— Begin —

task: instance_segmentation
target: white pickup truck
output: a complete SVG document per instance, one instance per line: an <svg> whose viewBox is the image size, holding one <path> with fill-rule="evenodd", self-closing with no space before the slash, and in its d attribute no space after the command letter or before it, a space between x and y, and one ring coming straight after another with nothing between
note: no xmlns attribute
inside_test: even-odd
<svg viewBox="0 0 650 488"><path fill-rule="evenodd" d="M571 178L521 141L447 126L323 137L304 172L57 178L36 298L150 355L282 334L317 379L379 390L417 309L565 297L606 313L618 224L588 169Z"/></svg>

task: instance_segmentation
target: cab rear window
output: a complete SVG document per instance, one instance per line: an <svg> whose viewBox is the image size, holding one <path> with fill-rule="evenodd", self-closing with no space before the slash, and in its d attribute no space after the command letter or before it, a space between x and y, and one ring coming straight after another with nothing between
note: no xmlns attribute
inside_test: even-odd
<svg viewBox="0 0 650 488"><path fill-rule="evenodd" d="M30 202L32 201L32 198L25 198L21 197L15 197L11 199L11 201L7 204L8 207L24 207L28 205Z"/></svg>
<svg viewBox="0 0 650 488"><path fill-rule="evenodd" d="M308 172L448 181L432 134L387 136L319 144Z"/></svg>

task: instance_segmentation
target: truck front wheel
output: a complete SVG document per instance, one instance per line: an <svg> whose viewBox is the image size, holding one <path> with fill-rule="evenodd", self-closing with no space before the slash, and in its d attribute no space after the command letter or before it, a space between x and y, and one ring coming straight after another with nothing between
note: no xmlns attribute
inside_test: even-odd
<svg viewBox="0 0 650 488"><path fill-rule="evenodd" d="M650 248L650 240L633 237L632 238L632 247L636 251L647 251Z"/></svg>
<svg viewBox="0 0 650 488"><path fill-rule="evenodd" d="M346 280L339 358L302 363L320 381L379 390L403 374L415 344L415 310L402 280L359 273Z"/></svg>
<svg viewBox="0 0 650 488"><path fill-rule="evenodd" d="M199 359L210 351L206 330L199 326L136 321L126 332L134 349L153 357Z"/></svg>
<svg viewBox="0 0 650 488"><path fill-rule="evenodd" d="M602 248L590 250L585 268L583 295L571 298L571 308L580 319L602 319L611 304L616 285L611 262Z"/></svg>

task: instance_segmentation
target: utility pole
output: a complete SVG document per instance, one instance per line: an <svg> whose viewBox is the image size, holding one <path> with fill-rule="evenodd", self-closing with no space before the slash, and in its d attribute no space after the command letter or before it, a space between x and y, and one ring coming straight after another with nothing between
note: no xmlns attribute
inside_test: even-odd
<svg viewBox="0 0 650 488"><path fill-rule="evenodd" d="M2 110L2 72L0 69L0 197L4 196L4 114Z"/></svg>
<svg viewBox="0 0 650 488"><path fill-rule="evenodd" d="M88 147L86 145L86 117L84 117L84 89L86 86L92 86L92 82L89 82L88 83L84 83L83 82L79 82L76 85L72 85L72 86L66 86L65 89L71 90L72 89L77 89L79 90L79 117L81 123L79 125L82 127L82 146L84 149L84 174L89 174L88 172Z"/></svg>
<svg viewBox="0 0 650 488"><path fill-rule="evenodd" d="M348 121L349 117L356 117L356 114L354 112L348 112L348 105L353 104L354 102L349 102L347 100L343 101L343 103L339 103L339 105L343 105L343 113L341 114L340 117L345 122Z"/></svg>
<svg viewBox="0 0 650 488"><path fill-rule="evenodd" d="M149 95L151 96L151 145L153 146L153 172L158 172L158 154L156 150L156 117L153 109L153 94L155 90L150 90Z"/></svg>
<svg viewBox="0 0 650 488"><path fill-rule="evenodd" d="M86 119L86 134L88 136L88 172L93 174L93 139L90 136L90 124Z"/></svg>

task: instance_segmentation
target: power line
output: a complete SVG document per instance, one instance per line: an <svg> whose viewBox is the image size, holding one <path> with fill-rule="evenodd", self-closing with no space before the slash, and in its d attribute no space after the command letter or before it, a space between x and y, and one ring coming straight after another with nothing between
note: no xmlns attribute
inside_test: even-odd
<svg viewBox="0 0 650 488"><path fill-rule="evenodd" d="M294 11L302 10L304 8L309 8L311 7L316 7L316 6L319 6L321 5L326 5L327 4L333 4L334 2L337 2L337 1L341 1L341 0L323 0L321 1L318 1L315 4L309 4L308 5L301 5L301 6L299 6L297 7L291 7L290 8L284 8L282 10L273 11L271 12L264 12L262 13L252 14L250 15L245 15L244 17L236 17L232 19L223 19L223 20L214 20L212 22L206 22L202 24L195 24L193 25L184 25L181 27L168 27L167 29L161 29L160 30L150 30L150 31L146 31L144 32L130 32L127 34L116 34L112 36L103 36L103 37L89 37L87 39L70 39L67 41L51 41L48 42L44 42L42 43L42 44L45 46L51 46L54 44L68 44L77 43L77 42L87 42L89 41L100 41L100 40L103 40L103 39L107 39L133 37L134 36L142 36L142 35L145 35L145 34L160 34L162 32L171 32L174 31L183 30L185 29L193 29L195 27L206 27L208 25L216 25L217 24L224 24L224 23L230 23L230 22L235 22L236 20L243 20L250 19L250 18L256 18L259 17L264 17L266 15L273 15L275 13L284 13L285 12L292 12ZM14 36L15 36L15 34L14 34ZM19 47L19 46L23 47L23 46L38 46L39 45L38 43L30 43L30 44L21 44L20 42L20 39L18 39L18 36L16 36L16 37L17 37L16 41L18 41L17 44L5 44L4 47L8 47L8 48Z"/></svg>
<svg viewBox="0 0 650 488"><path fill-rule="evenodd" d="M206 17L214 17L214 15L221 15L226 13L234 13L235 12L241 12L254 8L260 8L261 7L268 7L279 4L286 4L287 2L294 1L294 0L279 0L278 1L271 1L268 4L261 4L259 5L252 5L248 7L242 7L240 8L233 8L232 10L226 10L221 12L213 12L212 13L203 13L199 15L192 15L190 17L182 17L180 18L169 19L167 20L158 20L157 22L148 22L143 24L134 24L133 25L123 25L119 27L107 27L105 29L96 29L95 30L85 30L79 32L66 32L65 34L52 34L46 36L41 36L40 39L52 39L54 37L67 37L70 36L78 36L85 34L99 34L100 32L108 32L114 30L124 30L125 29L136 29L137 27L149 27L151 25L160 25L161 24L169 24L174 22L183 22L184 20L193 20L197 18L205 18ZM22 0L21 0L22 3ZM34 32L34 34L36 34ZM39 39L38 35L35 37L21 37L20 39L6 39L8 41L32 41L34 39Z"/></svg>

— End —

TASK STATEMENT: Start at the first line and stop after the line containing "178L521 141L447 126L323". Write those lines out again with "pickup" swapped for "delivery" and nothing else changed.

WRITTEN RESPONSE:
task: instance_segmentation
target: white delivery truck
output: a complete SVG document per instance, one instance per line: an <svg> whose viewBox is the image size, holding one <path> with fill-rule="evenodd", self-closing with no space before the slash, and in its d attribute no space after the command letter or before it, a space between x and y, and one ring coming straight after another with nothing between
note: no xmlns attribute
inside_test: even-odd
<svg viewBox="0 0 650 488"><path fill-rule="evenodd" d="M571 178L521 141L447 126L323 137L304 172L57 178L36 298L150 355L282 334L317 379L379 390L417 309L565 297L606 313L618 224L588 169Z"/></svg>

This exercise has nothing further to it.